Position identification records
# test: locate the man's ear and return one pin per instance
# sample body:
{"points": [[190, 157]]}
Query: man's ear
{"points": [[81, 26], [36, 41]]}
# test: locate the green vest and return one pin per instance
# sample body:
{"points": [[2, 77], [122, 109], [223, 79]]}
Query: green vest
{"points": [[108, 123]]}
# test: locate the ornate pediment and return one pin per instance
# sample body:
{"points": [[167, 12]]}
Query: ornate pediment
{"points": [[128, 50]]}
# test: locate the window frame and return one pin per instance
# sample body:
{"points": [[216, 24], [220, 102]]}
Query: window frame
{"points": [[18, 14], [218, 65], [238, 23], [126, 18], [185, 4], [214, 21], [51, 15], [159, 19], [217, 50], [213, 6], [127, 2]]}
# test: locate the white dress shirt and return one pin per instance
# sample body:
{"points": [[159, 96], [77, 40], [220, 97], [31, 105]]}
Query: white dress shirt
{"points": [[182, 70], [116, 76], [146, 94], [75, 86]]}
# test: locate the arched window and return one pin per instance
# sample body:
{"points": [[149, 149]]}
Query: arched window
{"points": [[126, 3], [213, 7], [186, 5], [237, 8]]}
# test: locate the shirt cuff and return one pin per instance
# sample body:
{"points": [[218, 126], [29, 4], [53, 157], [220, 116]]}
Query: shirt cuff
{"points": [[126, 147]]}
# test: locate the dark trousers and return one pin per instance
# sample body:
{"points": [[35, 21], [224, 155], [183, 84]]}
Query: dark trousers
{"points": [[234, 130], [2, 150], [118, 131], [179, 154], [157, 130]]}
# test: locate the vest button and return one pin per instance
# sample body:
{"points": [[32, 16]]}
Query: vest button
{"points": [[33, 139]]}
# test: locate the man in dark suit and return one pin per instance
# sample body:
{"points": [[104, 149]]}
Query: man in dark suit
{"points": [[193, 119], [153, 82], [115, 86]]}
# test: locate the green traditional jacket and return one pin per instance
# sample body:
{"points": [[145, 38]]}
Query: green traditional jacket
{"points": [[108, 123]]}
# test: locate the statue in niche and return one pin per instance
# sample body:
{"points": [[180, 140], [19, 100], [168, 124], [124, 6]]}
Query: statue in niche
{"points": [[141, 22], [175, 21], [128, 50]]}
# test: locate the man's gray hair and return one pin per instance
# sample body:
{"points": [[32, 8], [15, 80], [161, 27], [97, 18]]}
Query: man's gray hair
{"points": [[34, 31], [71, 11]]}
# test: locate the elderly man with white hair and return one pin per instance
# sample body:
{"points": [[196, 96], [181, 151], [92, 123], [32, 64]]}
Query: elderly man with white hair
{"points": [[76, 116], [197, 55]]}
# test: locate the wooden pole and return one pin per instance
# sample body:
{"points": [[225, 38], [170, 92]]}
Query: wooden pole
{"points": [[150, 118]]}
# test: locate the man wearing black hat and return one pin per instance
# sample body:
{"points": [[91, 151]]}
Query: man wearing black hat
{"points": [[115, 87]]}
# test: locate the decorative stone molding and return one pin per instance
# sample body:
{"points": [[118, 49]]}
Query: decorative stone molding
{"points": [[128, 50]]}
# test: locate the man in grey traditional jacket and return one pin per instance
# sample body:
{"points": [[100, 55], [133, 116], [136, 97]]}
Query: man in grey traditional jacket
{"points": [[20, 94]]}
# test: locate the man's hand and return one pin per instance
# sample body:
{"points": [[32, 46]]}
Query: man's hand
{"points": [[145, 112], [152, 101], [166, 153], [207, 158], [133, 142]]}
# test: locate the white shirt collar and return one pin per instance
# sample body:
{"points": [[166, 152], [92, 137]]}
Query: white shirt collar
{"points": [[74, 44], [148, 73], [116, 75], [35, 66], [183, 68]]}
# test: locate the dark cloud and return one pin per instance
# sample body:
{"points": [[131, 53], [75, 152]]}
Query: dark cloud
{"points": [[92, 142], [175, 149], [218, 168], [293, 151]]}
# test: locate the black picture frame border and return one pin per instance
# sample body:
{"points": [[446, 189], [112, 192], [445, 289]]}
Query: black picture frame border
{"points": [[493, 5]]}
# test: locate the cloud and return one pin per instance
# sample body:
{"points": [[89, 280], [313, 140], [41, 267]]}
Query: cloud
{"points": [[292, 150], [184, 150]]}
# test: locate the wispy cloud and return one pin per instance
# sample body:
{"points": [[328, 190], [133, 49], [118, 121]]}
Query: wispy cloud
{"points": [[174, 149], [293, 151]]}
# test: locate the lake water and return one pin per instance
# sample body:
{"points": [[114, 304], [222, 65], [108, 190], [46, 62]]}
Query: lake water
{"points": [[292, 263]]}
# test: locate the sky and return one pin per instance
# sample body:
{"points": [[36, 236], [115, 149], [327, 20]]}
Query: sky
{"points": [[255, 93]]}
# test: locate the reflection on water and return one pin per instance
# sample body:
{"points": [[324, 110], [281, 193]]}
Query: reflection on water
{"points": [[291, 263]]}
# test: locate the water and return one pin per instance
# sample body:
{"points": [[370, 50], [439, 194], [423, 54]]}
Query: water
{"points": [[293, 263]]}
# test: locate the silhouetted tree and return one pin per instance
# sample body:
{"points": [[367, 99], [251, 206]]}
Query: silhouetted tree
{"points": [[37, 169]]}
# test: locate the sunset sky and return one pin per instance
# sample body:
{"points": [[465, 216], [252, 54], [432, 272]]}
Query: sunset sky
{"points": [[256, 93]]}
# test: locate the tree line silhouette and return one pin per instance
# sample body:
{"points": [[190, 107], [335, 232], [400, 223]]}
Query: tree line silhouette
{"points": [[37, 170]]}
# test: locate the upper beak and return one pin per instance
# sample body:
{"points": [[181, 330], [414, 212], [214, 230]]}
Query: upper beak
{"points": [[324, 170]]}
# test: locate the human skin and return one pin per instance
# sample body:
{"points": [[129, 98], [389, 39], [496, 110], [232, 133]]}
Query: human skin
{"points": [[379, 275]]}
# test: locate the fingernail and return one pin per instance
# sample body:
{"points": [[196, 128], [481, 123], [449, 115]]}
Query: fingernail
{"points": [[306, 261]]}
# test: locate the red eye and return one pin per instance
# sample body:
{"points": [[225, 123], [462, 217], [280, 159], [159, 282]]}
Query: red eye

→ **Task instructions**: Take the material above, starting with the line containing "# test: locate the human" and going on through its last line, and turn those lines into a JSON list of strings, one string per line, with blank lines left out.

→ **Finished task**:
[
  "# test: locate the human skin and return one pin per instance",
  "# sample body:",
  "{\"points\": [[129, 98], [389, 39], [496, 110], [232, 133]]}",
  "Query: human skin",
  "{\"points\": [[379, 275]]}",
  "# test: locate the fingernail and return one pin per instance",
  "# sample body:",
  "{\"points\": [[196, 128], [481, 123], [449, 115]]}",
  "Query: fingernail",
  "{\"points\": [[306, 261]]}",
  "# test: locate the red eye and return one pin per instance",
  "# sample body:",
  "{\"points\": [[225, 123], [462, 217], [280, 159], [159, 282]]}",
  "Query: red eye"
]